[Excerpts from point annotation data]
•••••

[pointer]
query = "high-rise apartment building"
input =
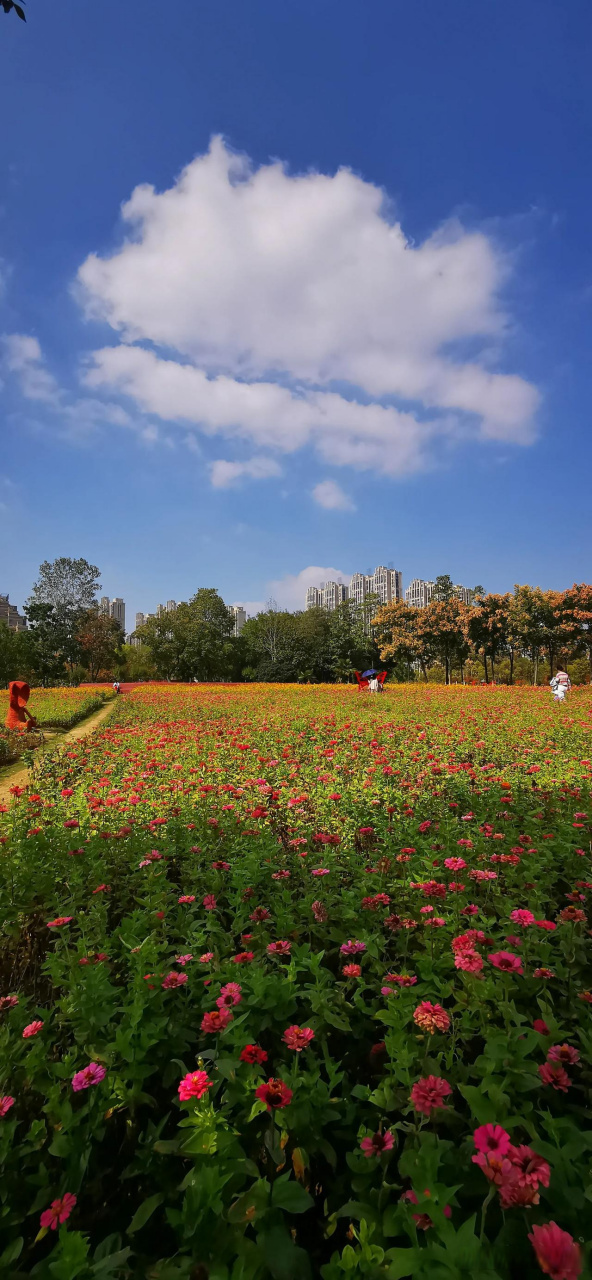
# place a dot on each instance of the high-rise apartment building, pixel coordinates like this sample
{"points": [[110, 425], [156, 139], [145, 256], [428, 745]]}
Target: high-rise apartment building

•••••

▸ Brief
Write out the records above line for line and without changes, omitting the pictures.

▸ Answer below
[pointer]
query = "high-rise apartment building"
input =
# place a dot on each instance of the high-rise apartment building, pixel coordinates like this sample
{"points": [[110, 425], [156, 139], [145, 256], [428, 745]]}
Target: high-rise apartment building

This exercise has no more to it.